Work to do:
Gather every line of the records below that has the word "dark" in it, and copy each one out unchanged.

Dataset:
☆ ☆ ☆ ☆ ☆ ☆ ☆

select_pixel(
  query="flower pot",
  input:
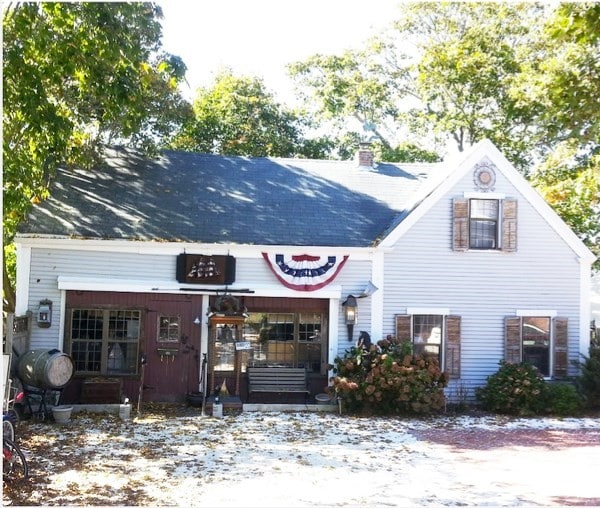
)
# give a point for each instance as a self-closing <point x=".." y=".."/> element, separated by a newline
<point x="62" y="414"/>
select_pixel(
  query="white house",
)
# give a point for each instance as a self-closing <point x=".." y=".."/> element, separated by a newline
<point x="251" y="261"/>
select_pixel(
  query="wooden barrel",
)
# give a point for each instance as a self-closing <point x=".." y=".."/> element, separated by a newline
<point x="45" y="369"/>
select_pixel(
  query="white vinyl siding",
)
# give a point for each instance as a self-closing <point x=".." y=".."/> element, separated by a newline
<point x="482" y="286"/>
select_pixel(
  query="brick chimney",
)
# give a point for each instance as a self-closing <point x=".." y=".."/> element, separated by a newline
<point x="365" y="155"/>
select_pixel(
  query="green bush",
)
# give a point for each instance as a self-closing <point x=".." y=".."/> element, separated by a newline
<point x="562" y="399"/>
<point x="588" y="383"/>
<point x="516" y="389"/>
<point x="388" y="379"/>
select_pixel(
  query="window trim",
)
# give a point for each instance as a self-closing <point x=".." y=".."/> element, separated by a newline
<point x="105" y="340"/>
<point x="507" y="223"/>
<point x="558" y="348"/>
<point x="450" y="353"/>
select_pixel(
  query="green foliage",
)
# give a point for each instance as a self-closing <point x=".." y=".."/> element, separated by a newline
<point x="524" y="75"/>
<point x="588" y="383"/>
<point x="562" y="399"/>
<point x="516" y="389"/>
<point x="388" y="379"/>
<point x="76" y="74"/>
<point x="238" y="116"/>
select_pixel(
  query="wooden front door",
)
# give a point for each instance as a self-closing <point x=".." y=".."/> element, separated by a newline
<point x="225" y="358"/>
<point x="172" y="349"/>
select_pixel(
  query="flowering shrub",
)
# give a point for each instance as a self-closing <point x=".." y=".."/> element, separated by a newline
<point x="388" y="379"/>
<point x="517" y="388"/>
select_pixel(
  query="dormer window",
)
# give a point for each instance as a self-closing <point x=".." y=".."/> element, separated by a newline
<point x="484" y="221"/>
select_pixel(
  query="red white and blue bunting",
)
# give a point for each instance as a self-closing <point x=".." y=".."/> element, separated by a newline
<point x="305" y="272"/>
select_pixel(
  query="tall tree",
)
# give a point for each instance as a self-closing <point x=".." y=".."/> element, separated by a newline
<point x="76" y="74"/>
<point x="561" y="84"/>
<point x="237" y="115"/>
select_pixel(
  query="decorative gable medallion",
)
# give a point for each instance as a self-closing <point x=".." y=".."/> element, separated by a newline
<point x="484" y="176"/>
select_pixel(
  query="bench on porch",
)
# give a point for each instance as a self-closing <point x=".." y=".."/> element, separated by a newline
<point x="277" y="380"/>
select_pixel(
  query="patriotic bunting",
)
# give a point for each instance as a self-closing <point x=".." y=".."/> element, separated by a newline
<point x="304" y="272"/>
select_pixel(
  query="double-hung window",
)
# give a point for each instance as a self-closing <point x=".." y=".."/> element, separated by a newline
<point x="432" y="333"/>
<point x="484" y="221"/>
<point x="539" y="338"/>
<point x="104" y="342"/>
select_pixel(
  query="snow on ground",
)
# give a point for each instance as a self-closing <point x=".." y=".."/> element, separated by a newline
<point x="258" y="459"/>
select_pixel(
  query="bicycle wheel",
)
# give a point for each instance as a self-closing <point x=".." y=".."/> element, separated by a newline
<point x="14" y="464"/>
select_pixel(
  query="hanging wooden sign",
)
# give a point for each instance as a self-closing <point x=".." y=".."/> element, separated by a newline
<point x="201" y="269"/>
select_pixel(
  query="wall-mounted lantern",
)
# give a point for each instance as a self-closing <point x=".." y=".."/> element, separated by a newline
<point x="351" y="314"/>
<point x="44" y="318"/>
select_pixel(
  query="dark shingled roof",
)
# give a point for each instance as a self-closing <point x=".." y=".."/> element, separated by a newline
<point x="188" y="197"/>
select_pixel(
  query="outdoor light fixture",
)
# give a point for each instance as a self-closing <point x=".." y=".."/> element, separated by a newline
<point x="45" y="314"/>
<point x="351" y="314"/>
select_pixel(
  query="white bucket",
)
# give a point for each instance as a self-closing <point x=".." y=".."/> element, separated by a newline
<point x="125" y="411"/>
<point x="218" y="409"/>
<point x="62" y="414"/>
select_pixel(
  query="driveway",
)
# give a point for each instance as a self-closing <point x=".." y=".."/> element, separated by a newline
<point x="171" y="456"/>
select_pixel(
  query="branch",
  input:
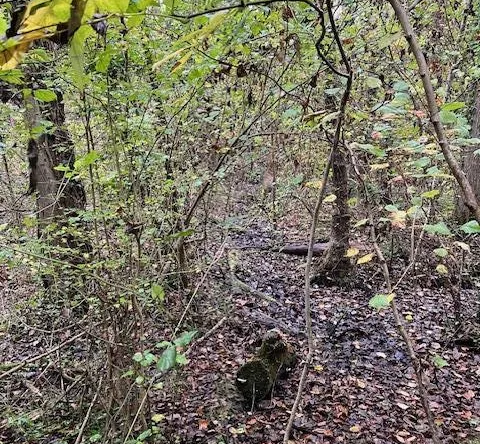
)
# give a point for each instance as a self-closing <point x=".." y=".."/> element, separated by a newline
<point x="406" y="338"/>
<point x="470" y="199"/>
<point x="38" y="357"/>
<point x="313" y="228"/>
<point x="243" y="5"/>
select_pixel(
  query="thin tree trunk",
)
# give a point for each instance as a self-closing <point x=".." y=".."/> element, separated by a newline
<point x="471" y="163"/>
<point x="465" y="186"/>
<point x="336" y="263"/>
<point x="56" y="196"/>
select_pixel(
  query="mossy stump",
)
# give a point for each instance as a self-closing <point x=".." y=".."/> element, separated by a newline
<point x="275" y="357"/>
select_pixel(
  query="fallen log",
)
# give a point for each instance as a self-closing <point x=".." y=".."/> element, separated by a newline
<point x="275" y="358"/>
<point x="302" y="250"/>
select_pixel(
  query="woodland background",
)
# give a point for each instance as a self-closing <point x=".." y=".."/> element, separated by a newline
<point x="180" y="178"/>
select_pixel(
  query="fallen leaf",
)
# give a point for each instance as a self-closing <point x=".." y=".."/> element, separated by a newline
<point x="203" y="424"/>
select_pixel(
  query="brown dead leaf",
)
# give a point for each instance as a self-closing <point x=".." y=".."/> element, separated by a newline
<point x="203" y="424"/>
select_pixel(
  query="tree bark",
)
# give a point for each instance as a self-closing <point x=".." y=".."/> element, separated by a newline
<point x="471" y="162"/>
<point x="336" y="263"/>
<point x="467" y="190"/>
<point x="256" y="378"/>
<point x="56" y="196"/>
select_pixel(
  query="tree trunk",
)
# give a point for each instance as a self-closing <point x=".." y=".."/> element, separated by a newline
<point x="335" y="263"/>
<point x="256" y="378"/>
<point x="471" y="162"/>
<point x="56" y="196"/>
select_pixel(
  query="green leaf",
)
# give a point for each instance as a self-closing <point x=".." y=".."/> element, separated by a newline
<point x="168" y="359"/>
<point x="431" y="194"/>
<point x="374" y="82"/>
<point x="441" y="252"/>
<point x="77" y="47"/>
<point x="61" y="10"/>
<point x="13" y="76"/>
<point x="453" y="106"/>
<point x="104" y="60"/>
<point x="401" y="86"/>
<point x="438" y="228"/>
<point x="447" y="117"/>
<point x="139" y="380"/>
<point x="3" y="27"/>
<point x="158" y="293"/>
<point x="86" y="160"/>
<point x="439" y="362"/>
<point x="377" y="152"/>
<point x="137" y="357"/>
<point x="112" y="6"/>
<point x="388" y="39"/>
<point x="185" y="338"/>
<point x="381" y="301"/>
<point x="45" y="95"/>
<point x="181" y="359"/>
<point x="422" y="162"/>
<point x="471" y="227"/>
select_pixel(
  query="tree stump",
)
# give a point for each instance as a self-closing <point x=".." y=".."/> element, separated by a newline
<point x="275" y="358"/>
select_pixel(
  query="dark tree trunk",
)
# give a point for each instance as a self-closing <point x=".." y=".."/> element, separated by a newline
<point x="56" y="196"/>
<point x="471" y="162"/>
<point x="335" y="262"/>
<point x="256" y="378"/>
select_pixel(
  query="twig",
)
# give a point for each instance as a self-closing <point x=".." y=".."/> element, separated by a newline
<point x="313" y="226"/>
<point x="207" y="334"/>
<point x="408" y="341"/>
<point x="197" y="288"/>
<point x="38" y="357"/>
<point x="468" y="192"/>
<point x="89" y="411"/>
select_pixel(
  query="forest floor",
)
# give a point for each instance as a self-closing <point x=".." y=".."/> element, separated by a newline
<point x="360" y="387"/>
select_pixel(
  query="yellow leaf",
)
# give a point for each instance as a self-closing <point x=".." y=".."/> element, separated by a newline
<point x="365" y="259"/>
<point x="331" y="198"/>
<point x="42" y="17"/>
<point x="314" y="184"/>
<point x="441" y="269"/>
<point x="379" y="166"/>
<point x="352" y="252"/>
<point x="157" y="65"/>
<point x="182" y="61"/>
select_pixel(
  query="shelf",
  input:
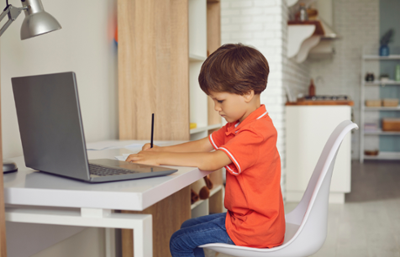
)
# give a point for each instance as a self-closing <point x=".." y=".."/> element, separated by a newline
<point x="196" y="58"/>
<point x="202" y="129"/>
<point x="377" y="57"/>
<point x="382" y="108"/>
<point x="212" y="192"/>
<point x="383" y="83"/>
<point x="384" y="156"/>
<point x="380" y="132"/>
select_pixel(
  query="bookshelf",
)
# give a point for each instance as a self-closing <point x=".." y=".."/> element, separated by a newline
<point x="383" y="155"/>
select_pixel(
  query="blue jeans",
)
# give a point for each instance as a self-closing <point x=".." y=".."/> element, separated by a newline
<point x="194" y="232"/>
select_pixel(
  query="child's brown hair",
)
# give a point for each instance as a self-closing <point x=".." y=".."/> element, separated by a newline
<point x="234" y="68"/>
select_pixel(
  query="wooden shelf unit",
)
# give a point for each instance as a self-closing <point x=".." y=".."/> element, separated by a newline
<point x="161" y="47"/>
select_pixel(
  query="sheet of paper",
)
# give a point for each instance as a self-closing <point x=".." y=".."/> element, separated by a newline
<point x="123" y="157"/>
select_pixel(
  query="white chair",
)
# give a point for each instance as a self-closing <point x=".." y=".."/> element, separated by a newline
<point x="306" y="225"/>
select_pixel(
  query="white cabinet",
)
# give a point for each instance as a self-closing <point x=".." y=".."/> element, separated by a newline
<point x="307" y="130"/>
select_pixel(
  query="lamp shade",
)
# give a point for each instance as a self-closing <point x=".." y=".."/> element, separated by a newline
<point x="37" y="21"/>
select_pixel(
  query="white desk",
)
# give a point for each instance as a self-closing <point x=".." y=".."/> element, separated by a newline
<point x="35" y="197"/>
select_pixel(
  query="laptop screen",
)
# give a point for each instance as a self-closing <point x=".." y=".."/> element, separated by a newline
<point x="50" y="124"/>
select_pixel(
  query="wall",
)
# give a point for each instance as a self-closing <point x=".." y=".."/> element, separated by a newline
<point x="83" y="45"/>
<point x="357" y="22"/>
<point x="263" y="24"/>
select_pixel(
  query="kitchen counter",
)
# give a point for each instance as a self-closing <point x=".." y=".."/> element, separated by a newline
<point x="321" y="102"/>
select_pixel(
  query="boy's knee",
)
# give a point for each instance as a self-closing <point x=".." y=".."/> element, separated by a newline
<point x="186" y="223"/>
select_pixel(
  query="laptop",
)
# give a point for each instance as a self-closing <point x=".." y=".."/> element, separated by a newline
<point x="51" y="130"/>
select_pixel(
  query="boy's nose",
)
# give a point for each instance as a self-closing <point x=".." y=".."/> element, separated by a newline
<point x="217" y="108"/>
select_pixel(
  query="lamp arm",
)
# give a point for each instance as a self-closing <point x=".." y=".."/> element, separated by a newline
<point x="13" y="13"/>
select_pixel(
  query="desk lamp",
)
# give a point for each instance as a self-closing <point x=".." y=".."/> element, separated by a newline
<point x="37" y="22"/>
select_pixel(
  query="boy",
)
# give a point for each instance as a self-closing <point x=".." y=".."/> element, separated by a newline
<point x="233" y="76"/>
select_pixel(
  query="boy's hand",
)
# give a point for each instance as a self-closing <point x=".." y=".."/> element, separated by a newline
<point x="145" y="157"/>
<point x="148" y="147"/>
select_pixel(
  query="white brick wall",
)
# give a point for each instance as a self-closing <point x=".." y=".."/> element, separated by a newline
<point x="357" y="22"/>
<point x="263" y="24"/>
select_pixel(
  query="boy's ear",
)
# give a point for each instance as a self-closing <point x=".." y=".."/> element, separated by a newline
<point x="248" y="96"/>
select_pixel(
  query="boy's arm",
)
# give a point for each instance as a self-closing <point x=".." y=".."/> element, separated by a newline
<point x="201" y="145"/>
<point x="204" y="161"/>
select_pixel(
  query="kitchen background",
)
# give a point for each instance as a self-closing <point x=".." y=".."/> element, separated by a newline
<point x="359" y="25"/>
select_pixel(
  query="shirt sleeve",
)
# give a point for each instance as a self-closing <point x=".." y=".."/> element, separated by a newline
<point x="243" y="150"/>
<point x="217" y="138"/>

☆ ☆ ☆ ☆ ☆ ☆ ☆

Written reply:
  query="dark shingled roof",
  query="dark tree trunk",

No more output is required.